▸ OBJECTIVE: Output all of the entries below precisely as written.

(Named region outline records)
══════════
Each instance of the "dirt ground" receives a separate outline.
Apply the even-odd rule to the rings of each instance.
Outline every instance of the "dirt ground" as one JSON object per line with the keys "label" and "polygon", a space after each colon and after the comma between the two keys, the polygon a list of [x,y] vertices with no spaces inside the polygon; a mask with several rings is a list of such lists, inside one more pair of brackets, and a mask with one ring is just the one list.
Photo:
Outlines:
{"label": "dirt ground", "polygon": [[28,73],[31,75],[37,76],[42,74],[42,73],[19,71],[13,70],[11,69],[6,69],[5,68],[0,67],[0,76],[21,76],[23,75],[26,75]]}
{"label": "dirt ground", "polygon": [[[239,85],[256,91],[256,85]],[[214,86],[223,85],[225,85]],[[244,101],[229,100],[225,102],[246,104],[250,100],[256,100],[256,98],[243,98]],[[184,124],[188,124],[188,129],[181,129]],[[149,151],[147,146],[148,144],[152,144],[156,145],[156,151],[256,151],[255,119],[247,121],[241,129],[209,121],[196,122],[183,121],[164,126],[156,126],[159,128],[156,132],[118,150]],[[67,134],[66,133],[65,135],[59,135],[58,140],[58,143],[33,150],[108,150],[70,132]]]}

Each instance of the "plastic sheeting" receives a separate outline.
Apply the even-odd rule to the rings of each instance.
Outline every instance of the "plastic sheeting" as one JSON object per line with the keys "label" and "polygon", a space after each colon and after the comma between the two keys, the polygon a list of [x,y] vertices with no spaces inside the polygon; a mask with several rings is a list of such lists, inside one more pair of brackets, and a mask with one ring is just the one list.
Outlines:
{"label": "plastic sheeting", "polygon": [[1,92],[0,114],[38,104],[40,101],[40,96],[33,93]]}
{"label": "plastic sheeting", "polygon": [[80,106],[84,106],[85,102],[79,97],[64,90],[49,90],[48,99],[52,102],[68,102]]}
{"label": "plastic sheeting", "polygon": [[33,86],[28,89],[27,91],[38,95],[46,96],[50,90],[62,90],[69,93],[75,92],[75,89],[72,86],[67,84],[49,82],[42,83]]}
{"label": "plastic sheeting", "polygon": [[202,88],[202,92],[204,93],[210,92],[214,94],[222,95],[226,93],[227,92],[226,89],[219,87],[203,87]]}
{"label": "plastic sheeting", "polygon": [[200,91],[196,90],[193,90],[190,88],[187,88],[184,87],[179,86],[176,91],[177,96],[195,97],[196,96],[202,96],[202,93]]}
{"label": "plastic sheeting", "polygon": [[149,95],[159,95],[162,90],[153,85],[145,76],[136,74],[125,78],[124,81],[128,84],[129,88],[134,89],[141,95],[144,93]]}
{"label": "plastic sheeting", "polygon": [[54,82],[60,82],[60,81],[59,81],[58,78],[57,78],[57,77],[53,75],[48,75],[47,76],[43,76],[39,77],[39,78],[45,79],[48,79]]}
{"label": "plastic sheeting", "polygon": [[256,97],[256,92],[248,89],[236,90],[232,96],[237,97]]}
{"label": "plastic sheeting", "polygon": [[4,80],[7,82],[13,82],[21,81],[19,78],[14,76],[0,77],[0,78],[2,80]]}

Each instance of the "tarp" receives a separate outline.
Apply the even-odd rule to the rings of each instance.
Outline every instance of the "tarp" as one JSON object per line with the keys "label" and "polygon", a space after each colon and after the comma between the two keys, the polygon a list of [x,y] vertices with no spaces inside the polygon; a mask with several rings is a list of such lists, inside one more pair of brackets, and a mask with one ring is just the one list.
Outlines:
══════════
▸ SOLUTION TO THIS TASK:
Each instance of the "dirt ground" receives a separate outline.
Apply the even-odd rule to the rings of each instance.
Outline every instance of the "dirt ground" as one JSON object per line with the keys "label" and "polygon", a space after each colon and after the comma between the two keys, the polygon a list of [x,y] vertices with no spaces inside the polygon; a mask with several rings is a list of such lists, inside one more pair of brackets, and a mask with one ring is just the one list.
Photo:
Outlines:
{"label": "dirt ground", "polygon": [[28,73],[31,75],[37,76],[42,74],[42,73],[19,71],[13,70],[11,69],[6,69],[5,68],[0,67],[0,76],[21,76],[23,75],[26,75]]}
{"label": "dirt ground", "polygon": [[[239,85],[256,91],[256,85]],[[214,86],[223,85],[225,85]],[[244,101],[229,100],[225,102],[246,104],[250,100],[256,100],[256,98],[243,98]],[[184,124],[188,124],[188,129],[181,129]],[[149,151],[147,146],[148,144],[152,144],[156,145],[156,151],[256,151],[255,119],[247,121],[241,129],[209,121],[196,122],[183,121],[164,126],[156,126],[159,128],[156,132],[118,150]],[[67,134],[66,133],[65,135],[59,135],[58,140],[58,143],[33,150],[108,150],[70,132]]]}

Each instance of the "plastic sheeting" receives a separate outline.
Apply the even-odd rule to the rings of each instance.
Outline every instance of the "plastic sheeting" as one JSON object per line with the keys "label" and "polygon", a space after each colon and after the comma between the two keys, the polygon a list of [x,y] vertices with no spaces inside the polygon; a mask with several rings is a list of such lists, inside one more pair of brackets, and a mask with one ring is just the one list.
Outlines:
{"label": "plastic sheeting", "polygon": [[1,92],[0,114],[38,104],[40,101],[40,96],[33,93]]}
{"label": "plastic sheeting", "polygon": [[80,106],[84,106],[85,102],[79,97],[64,90],[49,90],[48,99],[52,102],[68,102]]}
{"label": "plastic sheeting", "polygon": [[33,86],[28,89],[27,91],[38,95],[46,96],[50,90],[62,90],[69,93],[75,92],[75,89],[72,86],[67,84],[49,82],[42,83]]}
{"label": "plastic sheeting", "polygon": [[202,88],[202,92],[204,93],[210,92],[214,94],[222,95],[226,93],[227,92],[226,89],[219,87],[203,87]]}
{"label": "plastic sheeting", "polygon": [[200,91],[196,90],[193,90],[190,88],[187,88],[184,87],[179,86],[176,91],[177,96],[195,97],[196,96],[202,96],[202,93]]}
{"label": "plastic sheeting", "polygon": [[149,95],[159,95],[162,90],[153,85],[145,76],[136,74],[125,78],[124,81],[128,84],[129,88],[134,89],[141,95],[144,93]]}
{"label": "plastic sheeting", "polygon": [[54,82],[60,82],[60,81],[59,81],[58,78],[57,78],[57,77],[53,75],[48,75],[47,76],[43,76],[39,77],[39,78],[45,79],[48,79]]}
{"label": "plastic sheeting", "polygon": [[256,97],[256,92],[248,89],[236,90],[232,96],[237,97]]}
{"label": "plastic sheeting", "polygon": [[4,80],[7,82],[13,82],[21,81],[19,78],[14,76],[0,77],[0,78],[2,80]]}

Each instance of the "tarp" receives a separate outline.
Apply the even-odd rule to the rings of each instance.
Outline every instance of the "tarp" as one JSON object per line with the keys "label" and "polygon", a space after each colon and after the comma between the two keys, the polygon a list of [x,y] vertices with no spaces inside the polygon; a mask with several rings is a list of such lists, inside one more pair of brackets, and a mask with one ring is just the one list.
Outlines:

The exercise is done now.